* _Exercise brief_: In the listing beneath this line, copy exactly the lines starting with the one containing "of the cobblestone" and going on through the one containing "the dark waist".

* _Information provided_:
* * * * *

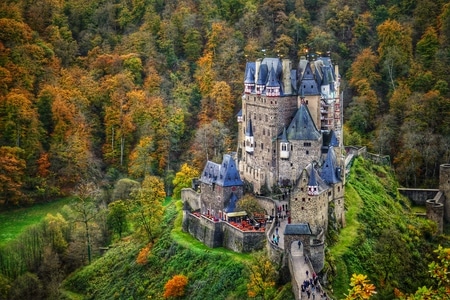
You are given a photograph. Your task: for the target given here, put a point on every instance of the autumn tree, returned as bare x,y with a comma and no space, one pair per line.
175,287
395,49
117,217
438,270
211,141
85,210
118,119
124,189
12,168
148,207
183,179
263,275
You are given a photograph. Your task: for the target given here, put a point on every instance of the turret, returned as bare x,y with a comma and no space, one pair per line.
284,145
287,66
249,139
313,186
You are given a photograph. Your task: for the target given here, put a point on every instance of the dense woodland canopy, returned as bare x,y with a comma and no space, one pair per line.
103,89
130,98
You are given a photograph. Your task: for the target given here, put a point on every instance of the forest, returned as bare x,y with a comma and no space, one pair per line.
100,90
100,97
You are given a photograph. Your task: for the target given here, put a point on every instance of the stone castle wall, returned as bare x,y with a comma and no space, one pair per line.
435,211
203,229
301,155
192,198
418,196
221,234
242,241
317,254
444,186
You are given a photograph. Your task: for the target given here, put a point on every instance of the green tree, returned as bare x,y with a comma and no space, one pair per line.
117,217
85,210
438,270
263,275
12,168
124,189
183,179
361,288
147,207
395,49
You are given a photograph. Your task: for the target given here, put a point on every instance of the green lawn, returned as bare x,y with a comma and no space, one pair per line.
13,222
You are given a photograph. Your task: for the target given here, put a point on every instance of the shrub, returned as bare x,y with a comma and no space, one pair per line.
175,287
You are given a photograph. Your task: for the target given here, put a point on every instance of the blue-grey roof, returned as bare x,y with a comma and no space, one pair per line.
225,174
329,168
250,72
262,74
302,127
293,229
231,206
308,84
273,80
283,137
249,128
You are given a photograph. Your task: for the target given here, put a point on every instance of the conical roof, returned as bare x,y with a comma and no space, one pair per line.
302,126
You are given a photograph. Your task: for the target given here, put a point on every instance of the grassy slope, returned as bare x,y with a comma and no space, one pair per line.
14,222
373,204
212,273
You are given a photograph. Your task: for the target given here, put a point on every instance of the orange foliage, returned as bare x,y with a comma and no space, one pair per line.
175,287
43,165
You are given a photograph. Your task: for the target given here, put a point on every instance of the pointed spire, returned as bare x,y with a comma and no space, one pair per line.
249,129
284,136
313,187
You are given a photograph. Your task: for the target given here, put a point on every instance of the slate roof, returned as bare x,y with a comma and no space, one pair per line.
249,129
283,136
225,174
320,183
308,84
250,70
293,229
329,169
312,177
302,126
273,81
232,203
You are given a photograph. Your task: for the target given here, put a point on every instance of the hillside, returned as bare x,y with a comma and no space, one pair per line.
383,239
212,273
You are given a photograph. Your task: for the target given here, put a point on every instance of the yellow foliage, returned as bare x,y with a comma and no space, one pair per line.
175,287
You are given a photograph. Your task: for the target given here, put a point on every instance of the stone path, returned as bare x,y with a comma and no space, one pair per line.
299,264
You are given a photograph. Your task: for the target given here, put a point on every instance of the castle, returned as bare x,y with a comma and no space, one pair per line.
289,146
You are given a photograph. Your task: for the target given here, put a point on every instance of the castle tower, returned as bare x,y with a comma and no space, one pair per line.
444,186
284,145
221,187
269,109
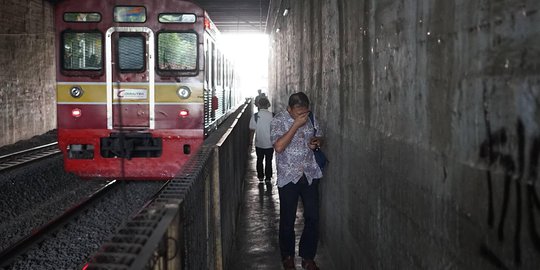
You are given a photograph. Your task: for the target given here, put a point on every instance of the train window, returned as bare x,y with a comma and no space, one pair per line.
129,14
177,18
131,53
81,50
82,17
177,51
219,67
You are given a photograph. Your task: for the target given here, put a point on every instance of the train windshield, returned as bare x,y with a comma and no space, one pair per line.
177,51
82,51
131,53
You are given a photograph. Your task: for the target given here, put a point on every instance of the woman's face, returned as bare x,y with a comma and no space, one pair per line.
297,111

* * * * *

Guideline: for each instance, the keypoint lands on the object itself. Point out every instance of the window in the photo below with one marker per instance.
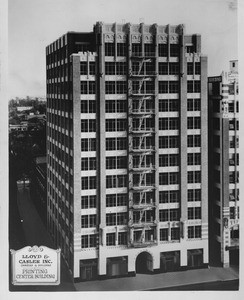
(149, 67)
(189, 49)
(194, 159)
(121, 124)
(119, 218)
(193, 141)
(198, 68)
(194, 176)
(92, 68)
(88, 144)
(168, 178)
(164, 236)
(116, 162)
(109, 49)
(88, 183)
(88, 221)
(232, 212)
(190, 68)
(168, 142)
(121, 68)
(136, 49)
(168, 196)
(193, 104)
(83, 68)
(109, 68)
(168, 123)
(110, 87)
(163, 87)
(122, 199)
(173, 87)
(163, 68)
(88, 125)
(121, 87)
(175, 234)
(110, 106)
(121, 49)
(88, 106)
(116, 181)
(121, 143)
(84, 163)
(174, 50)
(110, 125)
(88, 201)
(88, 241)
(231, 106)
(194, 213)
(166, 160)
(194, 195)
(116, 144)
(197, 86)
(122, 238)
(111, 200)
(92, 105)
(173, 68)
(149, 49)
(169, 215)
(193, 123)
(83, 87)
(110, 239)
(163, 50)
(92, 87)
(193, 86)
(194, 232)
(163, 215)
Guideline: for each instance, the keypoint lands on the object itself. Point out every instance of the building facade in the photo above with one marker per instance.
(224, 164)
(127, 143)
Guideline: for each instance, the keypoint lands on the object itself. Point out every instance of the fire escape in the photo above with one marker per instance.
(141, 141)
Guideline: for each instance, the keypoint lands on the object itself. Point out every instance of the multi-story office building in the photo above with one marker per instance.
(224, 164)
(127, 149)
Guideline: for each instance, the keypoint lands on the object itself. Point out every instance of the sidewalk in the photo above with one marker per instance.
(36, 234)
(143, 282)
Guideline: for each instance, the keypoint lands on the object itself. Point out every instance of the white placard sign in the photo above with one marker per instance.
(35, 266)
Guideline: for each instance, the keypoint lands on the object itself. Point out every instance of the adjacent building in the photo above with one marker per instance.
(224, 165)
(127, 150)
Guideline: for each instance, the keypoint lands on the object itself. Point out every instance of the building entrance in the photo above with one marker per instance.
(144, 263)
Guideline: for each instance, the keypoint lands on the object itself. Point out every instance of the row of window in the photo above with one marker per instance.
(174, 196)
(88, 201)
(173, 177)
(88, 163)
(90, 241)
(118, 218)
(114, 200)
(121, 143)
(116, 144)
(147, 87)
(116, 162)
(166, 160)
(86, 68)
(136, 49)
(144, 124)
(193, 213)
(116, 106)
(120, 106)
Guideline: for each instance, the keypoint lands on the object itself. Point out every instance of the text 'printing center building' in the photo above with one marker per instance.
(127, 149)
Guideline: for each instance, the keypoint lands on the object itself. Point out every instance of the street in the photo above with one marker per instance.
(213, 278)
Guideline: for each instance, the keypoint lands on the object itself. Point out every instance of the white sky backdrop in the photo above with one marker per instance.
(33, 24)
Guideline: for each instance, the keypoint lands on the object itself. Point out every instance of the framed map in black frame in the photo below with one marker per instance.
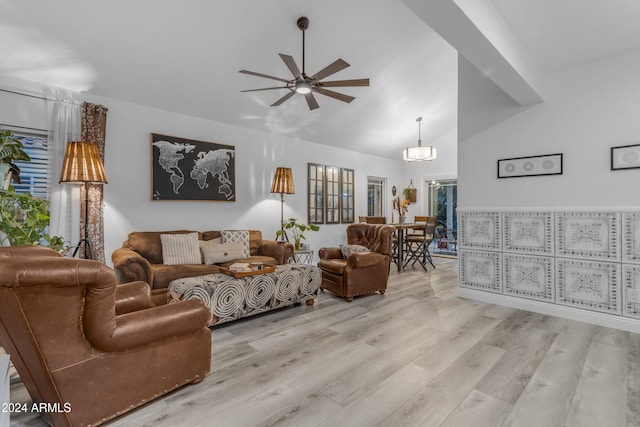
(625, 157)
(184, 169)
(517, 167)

* * * * *

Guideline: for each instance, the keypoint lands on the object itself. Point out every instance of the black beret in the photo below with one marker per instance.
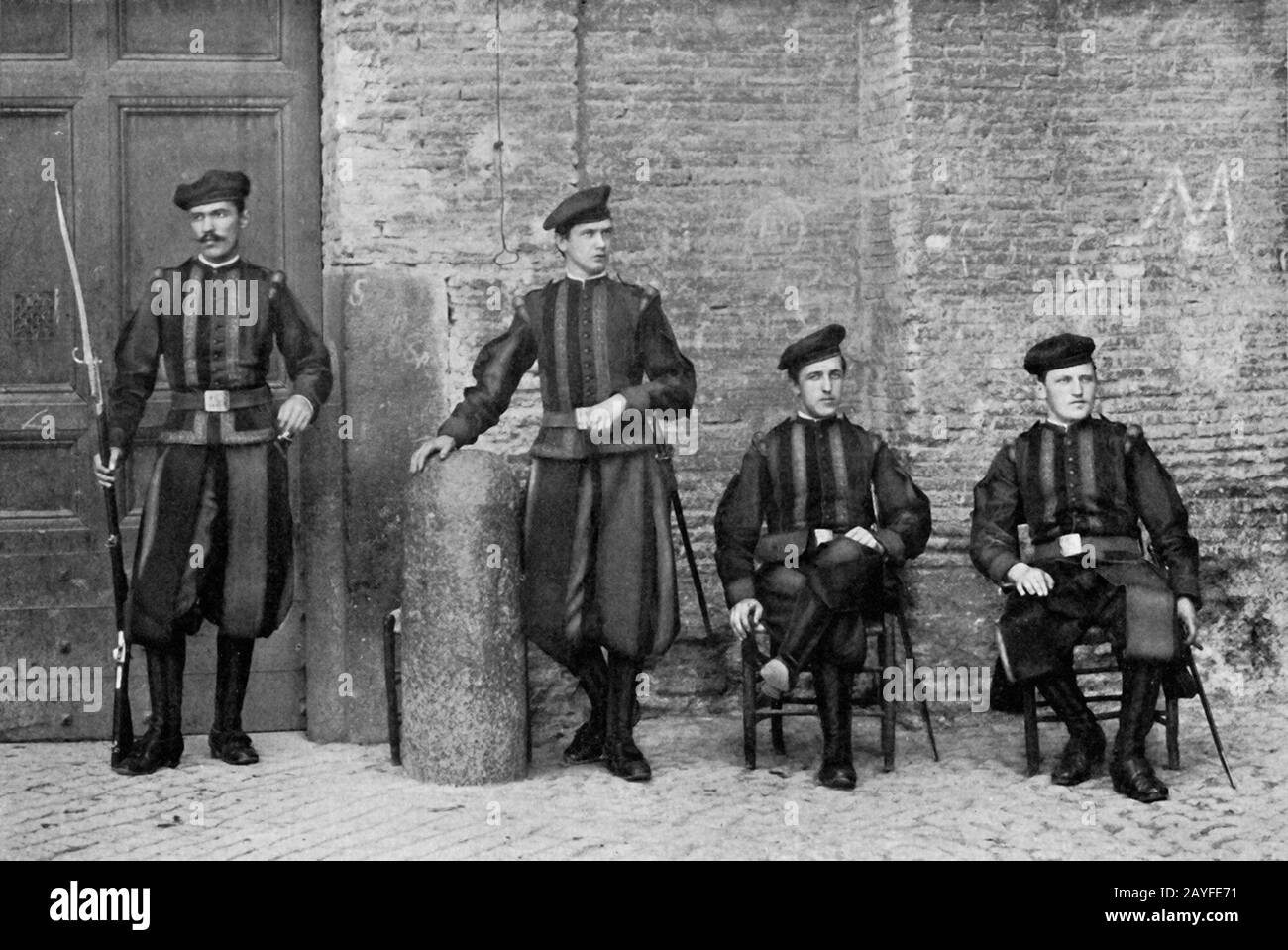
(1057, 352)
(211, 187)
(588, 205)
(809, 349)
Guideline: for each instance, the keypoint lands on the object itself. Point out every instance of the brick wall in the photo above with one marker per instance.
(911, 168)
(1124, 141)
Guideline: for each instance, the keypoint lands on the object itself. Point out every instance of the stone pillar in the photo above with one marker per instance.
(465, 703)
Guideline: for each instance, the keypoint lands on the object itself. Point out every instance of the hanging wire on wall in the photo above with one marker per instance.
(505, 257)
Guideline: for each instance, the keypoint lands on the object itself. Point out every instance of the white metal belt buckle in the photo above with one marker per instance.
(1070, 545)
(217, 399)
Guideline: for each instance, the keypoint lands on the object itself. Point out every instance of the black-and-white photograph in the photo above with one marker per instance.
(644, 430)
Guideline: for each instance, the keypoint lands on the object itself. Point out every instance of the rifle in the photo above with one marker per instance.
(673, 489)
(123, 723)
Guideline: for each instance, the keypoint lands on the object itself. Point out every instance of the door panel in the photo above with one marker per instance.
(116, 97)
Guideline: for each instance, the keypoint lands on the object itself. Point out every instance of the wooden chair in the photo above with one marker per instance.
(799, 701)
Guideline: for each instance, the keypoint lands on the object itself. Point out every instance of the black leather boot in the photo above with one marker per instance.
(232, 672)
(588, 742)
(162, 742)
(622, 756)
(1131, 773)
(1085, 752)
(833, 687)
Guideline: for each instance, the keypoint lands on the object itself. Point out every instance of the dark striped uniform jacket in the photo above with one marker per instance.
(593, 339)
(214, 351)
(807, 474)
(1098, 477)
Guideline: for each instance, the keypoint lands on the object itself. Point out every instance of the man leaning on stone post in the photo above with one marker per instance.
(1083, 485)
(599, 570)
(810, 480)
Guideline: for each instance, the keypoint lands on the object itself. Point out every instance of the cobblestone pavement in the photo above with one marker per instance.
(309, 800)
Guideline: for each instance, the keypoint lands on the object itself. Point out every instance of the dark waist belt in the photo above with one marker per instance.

* * * * *

* _Written response_:
Guideline: for each instance, the keypoint lands on the object itself. Point out every instance of the cobblestone pavement in the photo above with one marker per instance.
(309, 800)
Guideline: for each instance, the keypoint lands on the object itself. Point out every instance of the dark waist belt in the photo above with one marker per instance.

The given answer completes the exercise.